(Text provided begins)

Even under a new chair, the Fed’s consensus-driven framework should act as a check on any sharp shift in monetary policy.

This puts Warsh on the dovish end of the spectrum, but his views do come with some skepticism. Coincidentally or not, combined with the Trump administration’s clear preference for lower interest rates—and the perception that Warsh was selected to potentially follow through on these demands—it could add to concerns around Fed independence. Price stability has not yet been fully achieved, and with energy prices surging, there is a risk that an inflationary impulse is brewing, which would be amplified by a policy mistake. 

However, the Fed's consensus-driven framework should serve as a crucial check. A majority of the 12-member Federal Open Market Committee (FOMC) is required for monetary policy decisions. Warsh will be but one vote among many and thus will need to be convincing enough to move policy one way or another. These dynamics ensure that decisions are discussed thoroughly. While Fed Chairs do tend to carry a lot of weight in setting policy, there have been several instances in the past of the “committee view” overriding the Chair altogether.

(Text provided ends)
(Given information begins)

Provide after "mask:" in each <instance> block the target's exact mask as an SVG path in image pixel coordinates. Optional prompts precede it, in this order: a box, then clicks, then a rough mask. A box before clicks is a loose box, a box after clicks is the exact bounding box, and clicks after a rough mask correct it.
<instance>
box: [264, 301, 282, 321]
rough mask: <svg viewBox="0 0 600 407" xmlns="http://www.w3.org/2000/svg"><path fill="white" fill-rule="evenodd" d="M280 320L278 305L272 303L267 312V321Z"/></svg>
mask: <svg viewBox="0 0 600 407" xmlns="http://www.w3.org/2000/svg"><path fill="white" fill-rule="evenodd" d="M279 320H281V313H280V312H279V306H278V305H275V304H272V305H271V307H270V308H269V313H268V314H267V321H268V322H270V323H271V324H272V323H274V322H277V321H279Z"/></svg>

(Given information ends)

Brief 1: Name every person, administration, and institution mentioned in the Fed commentary. Give each one once.
Brief 2:
Using the Fed commentary, answer each question briefly.
(a) Which prices does the text describe as surging?
(b) How many members sit on the Federal Open Market Committee?
(c) What is needed for monetary policy decisions to pass?
Brief 3: Write the next part of the commentary on Warsh and the Fed, starting after its final sentence.

Final answer 1:
Warsh
the Fed
the Trump administration
the Federal Open Market Committee (FOMC)

Final answer 2:
(a) Energy prices.
(b) Twelve.
(c) A majority of the FOMC.

Final answer 3:
Balance sheet policy reform

Warsh has been a long-time critic of the Fed, so his chairmanship is likely to bring several structural changes to the institution. Among them, and perhaps one that will have the largest impact, is around the Fed Balance Sheet.

Having opposed the ongoing use of Quantitative Easing in the aftermath of the financial crisis, arguing that it distorted financial asset prices and contributed to broad economic inequality, the Warsh Fed is likely to lean toward interest rates as the primary tool for conducting monetary policy.

To this end, shrinking the $6.7 trillion Fed balance sheet will be a key priority, though this process is unlikely to be entirely frictionless and will entail its own risks. A move to actively sell its Treasuries holdings could lead to tighter financial conditions and hurt market liquidity. It would also push longer-term interest rates higher and add pressure to asset risk premiums.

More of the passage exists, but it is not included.